─── Text under study ───

Sources with direct knowledge of the negotiations told The National that talks were expected to resume in Egypt as early as this weekend.
Senior Hamas officials said the delegation left after Israel rejected the group’s conditions for accepting a six-week truce in which a prisoner and hostage swap and a surge in humanitarian aid to Gaza would take place.
Hamas has insisted it would only accept a temporary ceasefire if it receives guarantees that a permanent one would immediately follow. It would also not release active service Israeli soldiers until a permanent ceasefire was in place, freeing only elderly, ailing, women and child hostages during the six-week truce.
Hamas, whose October 7 attack on Israel triggered the war in Gaza, wants Israel to redeploy its forces outside urban centres as the first step of a full Israeli withdrawal.

───

> [Things to do]:
**1.** According to the ceasefire report, in which country were talks expected to resume?
**2.** Name every group of hostages that the ceasefire report says Hamas would free during the six-week truce.
**3.** Output everything from "Senior Hamas officials" down to "full Israeli withdrawal." in the ceasefire report.
The listing that comes next has no connection to the ceasefire report.

─── Provided data ───

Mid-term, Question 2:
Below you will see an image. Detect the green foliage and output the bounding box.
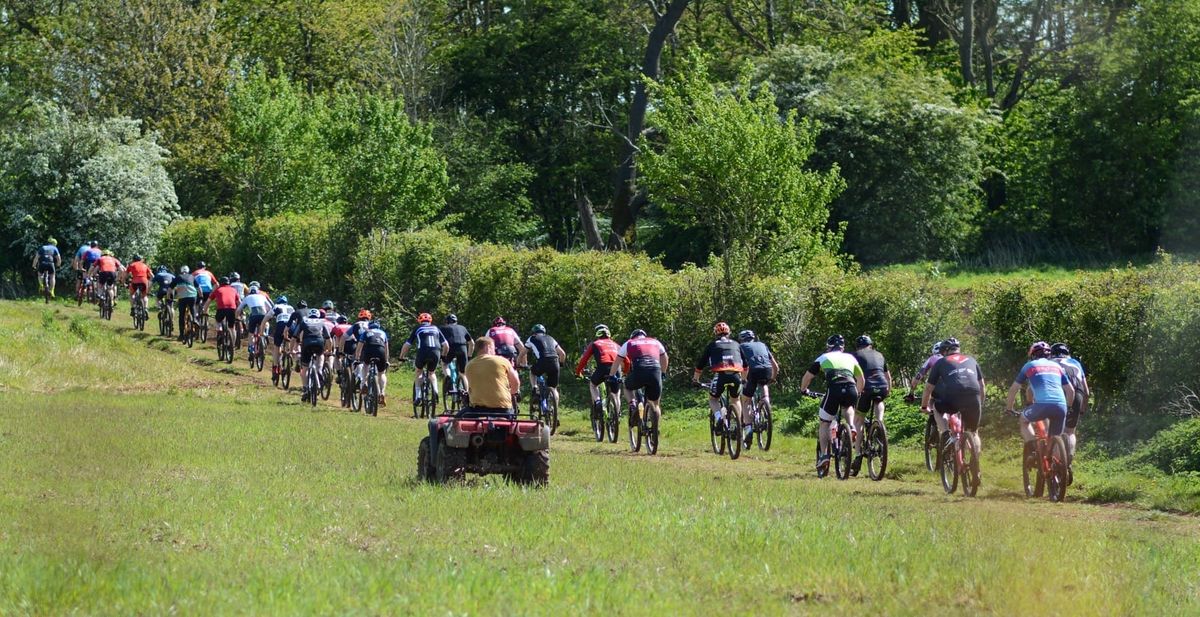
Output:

───

> [Solutions to the tasks]:
**1.** Egypt.

**2.** Elderly, ailing, women and child hostages.

**3.**
Senior Hamas officials said the delegation left after Israel rejected the group’s conditions for accepting a six-week truce in which a prisoner and hostage swap and a surge in humanitarian aid to Gaza would take place.
Hamas has insisted it would only accept a temporary ceasefire if it receives guarantees that a permanent one would immediately follow. It would also not release active service Israeli soldiers until a permanent ceasefire was in place, freeing only elderly, ailing, women and child hostages during the six-week truce.
Hamas, whose October 7 attack on Israel triggered the war in Gaza, wants Israel to redeploy its forces outside urban centres as the first step of a full Israeli withdrawal.